TASK BRIEF
Type out the entries below again, character for character.

——————————

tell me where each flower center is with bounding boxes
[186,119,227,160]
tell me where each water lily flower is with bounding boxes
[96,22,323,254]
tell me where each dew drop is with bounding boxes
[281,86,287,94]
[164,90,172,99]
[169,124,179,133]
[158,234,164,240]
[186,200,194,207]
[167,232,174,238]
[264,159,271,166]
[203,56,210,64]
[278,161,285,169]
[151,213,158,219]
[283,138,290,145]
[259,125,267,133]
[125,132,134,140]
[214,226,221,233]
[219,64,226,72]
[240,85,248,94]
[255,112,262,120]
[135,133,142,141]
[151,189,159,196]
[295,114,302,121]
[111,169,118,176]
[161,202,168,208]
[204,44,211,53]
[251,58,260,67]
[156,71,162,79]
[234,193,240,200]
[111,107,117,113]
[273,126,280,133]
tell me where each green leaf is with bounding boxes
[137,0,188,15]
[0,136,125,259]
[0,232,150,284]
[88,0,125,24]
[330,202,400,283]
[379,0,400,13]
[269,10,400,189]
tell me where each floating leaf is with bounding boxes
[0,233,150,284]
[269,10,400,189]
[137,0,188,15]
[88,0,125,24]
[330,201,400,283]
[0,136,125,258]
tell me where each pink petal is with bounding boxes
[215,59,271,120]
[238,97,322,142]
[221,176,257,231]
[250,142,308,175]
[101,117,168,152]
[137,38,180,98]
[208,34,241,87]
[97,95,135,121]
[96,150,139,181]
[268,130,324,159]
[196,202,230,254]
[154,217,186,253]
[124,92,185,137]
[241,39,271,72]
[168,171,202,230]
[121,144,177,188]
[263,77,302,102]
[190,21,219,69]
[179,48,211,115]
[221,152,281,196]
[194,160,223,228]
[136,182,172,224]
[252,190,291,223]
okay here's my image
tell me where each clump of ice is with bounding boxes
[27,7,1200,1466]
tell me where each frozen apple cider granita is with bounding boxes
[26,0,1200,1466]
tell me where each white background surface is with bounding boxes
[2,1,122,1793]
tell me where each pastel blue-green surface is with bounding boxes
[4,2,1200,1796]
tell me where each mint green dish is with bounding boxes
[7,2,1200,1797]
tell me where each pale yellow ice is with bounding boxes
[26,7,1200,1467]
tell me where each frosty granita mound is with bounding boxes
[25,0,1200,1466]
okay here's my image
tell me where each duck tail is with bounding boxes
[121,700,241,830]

——————————

EXERCISE RESPONSE
tell me where each flower center is with bounding boxes
[186,119,227,160]
tell me where each water lily flower is with bounding boxes
[96,22,323,254]
tell me where each dew drop is with bounding boxes
[281,86,287,94]
[164,90,172,99]
[169,124,179,133]
[158,234,164,240]
[186,200,194,207]
[167,232,174,238]
[264,159,271,166]
[203,56,210,64]
[278,161,285,169]
[151,213,158,219]
[283,138,290,145]
[259,125,267,133]
[125,132,134,140]
[214,226,221,233]
[219,64,226,72]
[240,85,248,94]
[255,112,262,120]
[135,133,142,141]
[151,189,159,196]
[295,114,302,121]
[111,169,118,176]
[161,202,168,208]
[204,44,211,53]
[251,58,260,67]
[156,71,162,79]
[234,193,240,200]
[111,107,117,113]
[273,126,280,133]
tell me where each green leaf is with bounding boxes
[137,0,188,15]
[0,136,125,259]
[0,232,150,284]
[88,0,125,24]
[330,202,400,283]
[379,0,400,13]
[269,10,400,189]
tell me where each floating leaf is with bounding boxes
[0,233,150,284]
[269,10,400,189]
[137,0,188,15]
[88,0,125,24]
[330,201,400,283]
[0,136,125,258]
tell me where each pink petal is with bounding boxes
[215,59,271,120]
[238,97,322,142]
[221,176,257,231]
[250,142,308,175]
[101,117,168,152]
[137,38,180,98]
[208,34,241,87]
[97,95,135,121]
[96,150,139,181]
[268,130,324,159]
[196,202,230,254]
[154,217,186,253]
[124,92,185,137]
[241,39,271,72]
[168,171,202,230]
[121,144,177,188]
[263,77,302,102]
[190,21,219,69]
[179,48,211,115]
[221,152,281,196]
[194,160,223,228]
[136,182,172,224]
[252,190,291,223]
okay here's my image
tell me where each clump of ice is with bounding boxes
[27,7,1200,1466]
tell me where each frozen apple cider granita is with bounding boxes
[26,0,1200,1466]
tell me where each white background surface is with bounding boxes
[2,1,122,1793]
tell me where each pastel blue-green surface is with bounding boxes
[4,2,1200,1796]
tell me where each mint green dish is with bounding boxes
[7,2,1200,1797]
tell me where each pale yellow ice is with bounding boxes
[26,7,1200,1467]
tell me where each frosty granita mound is with bounding boxes
[25,0,1200,1466]
okay here's my image
tell me where each duck tail is with bounding boxes
[121,700,241,830]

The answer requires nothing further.